-- BRIEF --
Top to bottom, output the entries that follow exactly.

Natural-language object grounding data:
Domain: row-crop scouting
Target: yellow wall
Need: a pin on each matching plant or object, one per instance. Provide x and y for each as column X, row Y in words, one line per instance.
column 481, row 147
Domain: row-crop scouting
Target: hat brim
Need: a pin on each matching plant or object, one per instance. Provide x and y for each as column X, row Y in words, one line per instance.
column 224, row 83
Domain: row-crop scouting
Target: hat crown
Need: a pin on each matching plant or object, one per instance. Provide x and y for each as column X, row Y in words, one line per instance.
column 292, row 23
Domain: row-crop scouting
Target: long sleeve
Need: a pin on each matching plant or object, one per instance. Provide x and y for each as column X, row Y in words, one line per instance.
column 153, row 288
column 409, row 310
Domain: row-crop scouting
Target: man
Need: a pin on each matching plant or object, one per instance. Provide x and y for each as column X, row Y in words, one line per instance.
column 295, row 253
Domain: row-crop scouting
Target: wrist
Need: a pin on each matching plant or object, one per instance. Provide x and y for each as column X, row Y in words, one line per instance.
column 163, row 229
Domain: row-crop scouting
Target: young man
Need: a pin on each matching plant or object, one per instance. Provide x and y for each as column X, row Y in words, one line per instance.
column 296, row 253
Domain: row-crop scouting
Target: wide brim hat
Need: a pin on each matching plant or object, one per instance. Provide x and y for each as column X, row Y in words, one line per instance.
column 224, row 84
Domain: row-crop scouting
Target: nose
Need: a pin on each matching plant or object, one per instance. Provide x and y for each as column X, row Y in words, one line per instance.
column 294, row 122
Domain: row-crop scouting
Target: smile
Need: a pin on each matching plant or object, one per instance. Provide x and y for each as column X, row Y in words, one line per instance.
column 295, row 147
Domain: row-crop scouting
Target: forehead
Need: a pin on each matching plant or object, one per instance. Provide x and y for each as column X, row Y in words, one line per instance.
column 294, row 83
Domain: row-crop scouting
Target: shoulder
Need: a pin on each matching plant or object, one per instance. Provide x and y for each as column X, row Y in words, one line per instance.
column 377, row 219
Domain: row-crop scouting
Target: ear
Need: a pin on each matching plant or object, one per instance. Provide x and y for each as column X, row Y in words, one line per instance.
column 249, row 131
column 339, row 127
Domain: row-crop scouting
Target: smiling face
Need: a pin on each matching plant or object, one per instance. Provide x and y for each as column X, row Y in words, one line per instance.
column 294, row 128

-- WRITTEN ANSWER --
Domain: row-crop scouting
Target: yellow wall
Need: a pin on each matching plant or object, one per instance. Provide x and y for each as column X, row Y in words, one line per instance.
column 481, row 147
Domain: row-crop scouting
Target: hat brim
Need: a pin on each matching plant or object, one per instance. Provide x and y for each as column X, row Y in words, one line per instance.
column 224, row 83
Domain: row-crop scouting
Target: hat crown
Need: a pin on each matching plant or object, one per instance. Provide x and y for each as column X, row Y in words, one line per instance.
column 292, row 23
Domain: row-crop scouting
Target: long sleeve
Need: a pin on each matching plant or object, one per instance. Provide x and y for each as column X, row Y in words, one line per instance.
column 153, row 288
column 409, row 310
Domain: row-crop scouting
Target: man
Need: a pin on each matching plant or object, one per instance. Provide x and y for each as column X, row Y in words, one line per instance.
column 295, row 253
Domain: row-crop scouting
Target: wrist
Need: a pin on each matching plant or object, one per instance. Provide x and y for each as column X, row Y in words, one line per instance.
column 163, row 229
Domain: row-crop scouting
Target: young man
Need: a pin on each matching plant or object, one per instance. Provide x and y for each as column X, row Y in words, one line per instance.
column 296, row 253
Domain: row-crop scouting
Target: wide brim hat
Need: a pin on each matching plant or object, one per instance. Provide x and y for each as column X, row Y in words, one line per instance.
column 224, row 84
Domain: row-crop scouting
Target: nose
Need: a pin on each matching plant or object, one per instance. Provide x and y for each as column X, row Y in words, one line per instance.
column 294, row 122
Domain: row-crop scouting
Target: smile
Need: a pin on each matching plant or object, one per instance. Provide x and y for each as column X, row Y in words, one line per instance.
column 295, row 147
Domain: row-crop scouting
Target: forehead
Need: a pin on each matching plant or object, one per instance. Provide x and y for each as column X, row Y in words, one line per instance.
column 294, row 83
Domain: row-crop scouting
Target: shoulder
Need: a pin on each matching plant or object, one per instance. Provide x and y for each as column X, row Y in words, one line per instance.
column 377, row 219
Domain: row-crop scouting
Target: ear
Need: a pin on each matching plant or object, one per instance. Provide x and y for each as column X, row Y in words, one line per instance.
column 249, row 131
column 339, row 127
Domain: row-crop scouting
Target: smiling face
Need: a pin on each matching plant or object, one per instance. Provide x and y for each as column X, row Y in words, one line per instance.
column 294, row 128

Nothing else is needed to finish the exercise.